Free-text object descriptions ::
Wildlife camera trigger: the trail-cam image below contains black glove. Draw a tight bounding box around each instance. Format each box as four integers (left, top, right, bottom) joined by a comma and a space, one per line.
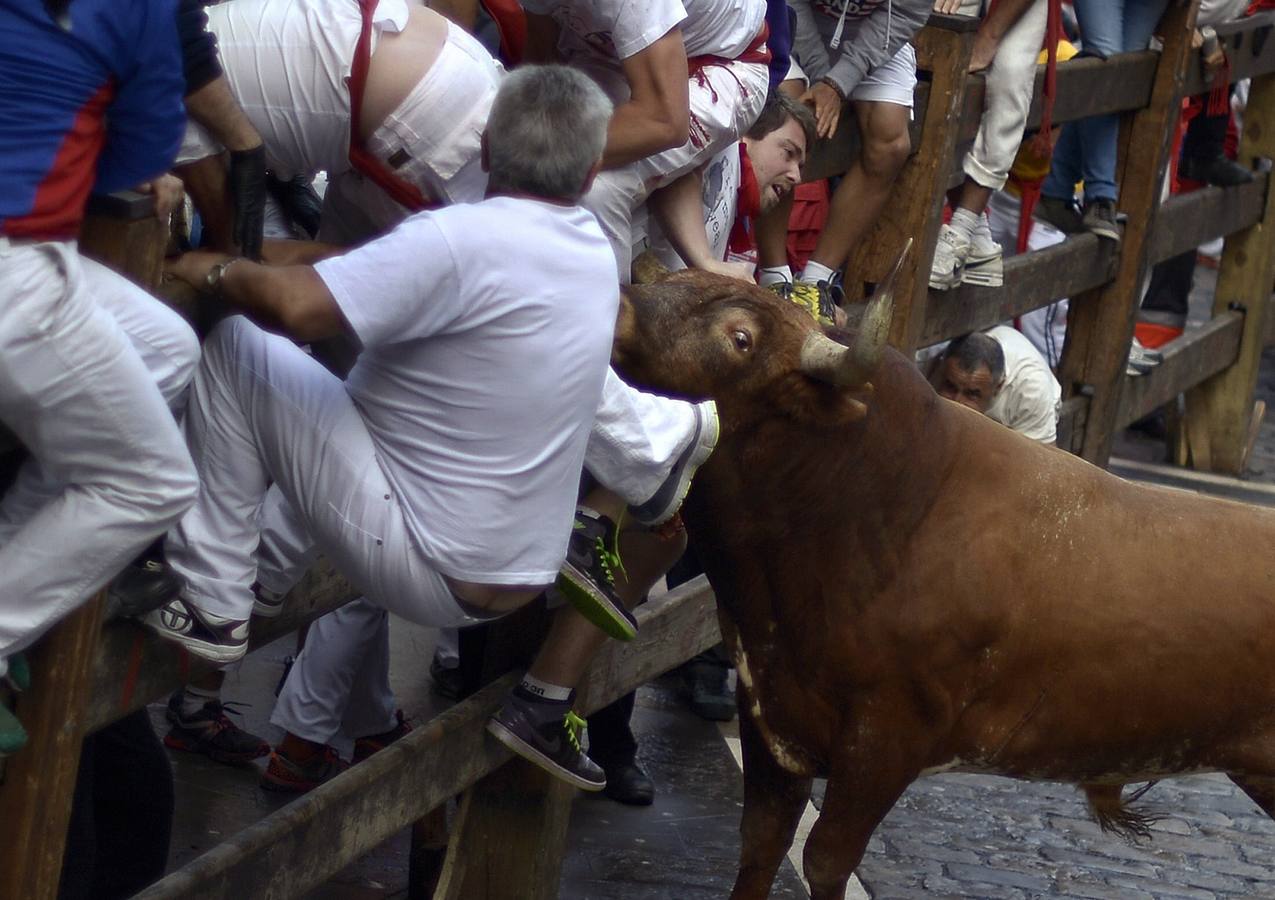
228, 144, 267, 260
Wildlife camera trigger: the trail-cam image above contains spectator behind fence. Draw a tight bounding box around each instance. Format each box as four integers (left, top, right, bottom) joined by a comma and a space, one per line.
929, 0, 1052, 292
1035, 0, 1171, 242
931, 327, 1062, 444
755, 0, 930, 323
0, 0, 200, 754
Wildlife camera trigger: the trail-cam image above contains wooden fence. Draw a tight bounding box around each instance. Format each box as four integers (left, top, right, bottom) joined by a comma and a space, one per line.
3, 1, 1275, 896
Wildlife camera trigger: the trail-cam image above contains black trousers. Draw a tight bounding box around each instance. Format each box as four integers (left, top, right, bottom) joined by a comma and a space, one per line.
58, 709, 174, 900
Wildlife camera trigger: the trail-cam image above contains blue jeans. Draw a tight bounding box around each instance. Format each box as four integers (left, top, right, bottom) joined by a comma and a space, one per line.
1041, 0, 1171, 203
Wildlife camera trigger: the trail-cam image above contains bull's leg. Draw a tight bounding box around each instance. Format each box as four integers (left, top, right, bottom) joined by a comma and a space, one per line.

Exercise directions :: Restate word for word the lines running from the line that holds "above contains wooden" to the final line of the entries.

Final answer ::
Wildlife camera trigger: the trail-cam image above contains wooden fence. Draw a tight bounding box around each instance. Format each box as four integers (left, top, right, bottom) joined by a comma and a space, one per line.
3, 1, 1275, 896
Wildlife camera trigger: the trail-cam image above contains black trousers. Draw a tight bounding box around each instance. Format each box as four integers (left, top, right, bottom) joined by a comma and a space, one per line.
58, 709, 174, 900
Wildlife camera trigger: the trail-cam image above contains blue jeans. Draw a tight bounding box around each instance. Format each box as four integers (left, top, right, bottom) joined by a comma and a space, one per line.
1041, 0, 1171, 203
Wildlife camera trigger: the trail-cam image above contains bull's leg. Draw a tight bounding box around each instance. Format each box as four integers (left, top, right, bottom) joined by a comma and a space, one per line.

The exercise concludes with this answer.